• _Instructions to follow_
The lines below must be transcribed exactly as given, with the images removed.

Records from a data collection:

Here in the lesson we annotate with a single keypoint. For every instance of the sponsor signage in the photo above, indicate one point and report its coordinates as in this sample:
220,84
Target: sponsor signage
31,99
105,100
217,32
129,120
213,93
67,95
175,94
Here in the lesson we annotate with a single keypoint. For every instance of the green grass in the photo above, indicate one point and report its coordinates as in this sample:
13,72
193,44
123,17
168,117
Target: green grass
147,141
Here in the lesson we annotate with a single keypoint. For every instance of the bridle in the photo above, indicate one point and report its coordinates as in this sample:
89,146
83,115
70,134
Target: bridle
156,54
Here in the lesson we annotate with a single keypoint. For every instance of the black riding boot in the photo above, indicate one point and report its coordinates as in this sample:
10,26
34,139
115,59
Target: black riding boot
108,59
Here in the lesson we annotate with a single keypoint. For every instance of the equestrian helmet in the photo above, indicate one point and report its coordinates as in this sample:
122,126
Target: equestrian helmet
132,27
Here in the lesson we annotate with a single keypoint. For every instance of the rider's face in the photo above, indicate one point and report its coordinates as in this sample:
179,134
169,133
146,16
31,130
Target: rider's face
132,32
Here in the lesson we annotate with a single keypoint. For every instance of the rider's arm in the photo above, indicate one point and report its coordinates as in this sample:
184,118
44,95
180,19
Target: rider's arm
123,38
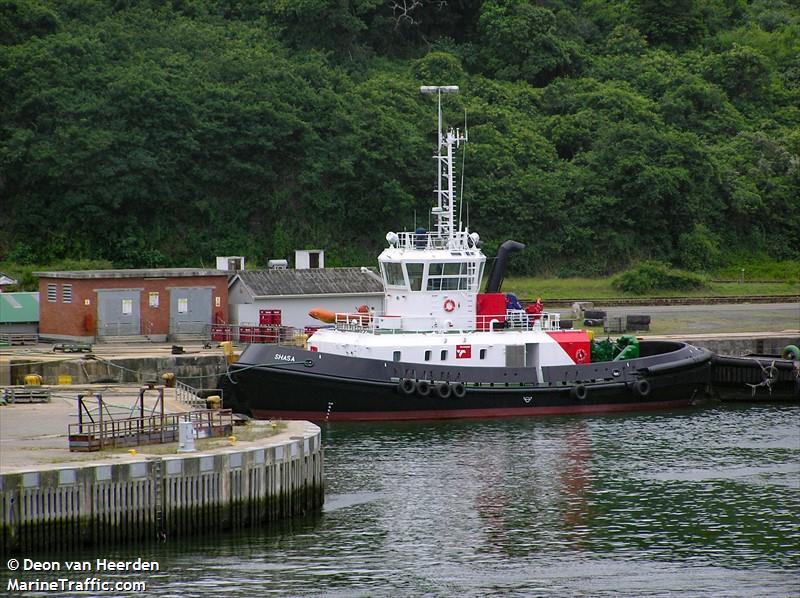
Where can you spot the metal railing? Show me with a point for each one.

• _Task response_
Here in the lesson we annotate with a single keypoint. For every instance of the sponsor signage in the photo above, indicate one point and report its coordinates as in this sample:
220,84
Target: sponsor signage
31,99
105,100
217,32
129,120
213,93
67,95
175,94
Here in the lesson we annotate with a single keypoint. For every instance of the green grass in the photo above, indicate one point and report its coordinates as in this sample:
13,72
193,44
123,17
168,117
Target: green grass
147,141
Here in the lesson we annotate with a single keypoint. For every instance of the bridle in the photo above, indicate one point and report its coordinates as in this sample:
89,146
83,115
70,134
Target: bridle
156,54
Here in the lesson we annotate with a single keypoint. For every instance of the black riding boot in the photo above, indicate one point and report its coordinates as in this sample:
10,26
34,139
115,59
Target: black riding boot
108,59
Here in the lesson we annotate with a single keypoint. For every instance of the equestrian helmet in the photo above, indicate one point and report its coordinates as in this sample:
122,126
Target: equestrian helmet
132,27
Here in the lesson we annotate with a single keypoint. For every instance of the rider's face in the photo above, indicate one point and report its coordinates as in this sample:
179,134
169,133
146,16
31,130
Target: rider's face
132,32
Here in the lesson we annotate with a single keypoint. For every instance of the rider's arm in the photo above, indicate one point and report its coordinates as in this sample:
184,118
44,95
180,19
Target: rider's arm
123,38
Where can you spot the metal railing? Show me with a point for each one.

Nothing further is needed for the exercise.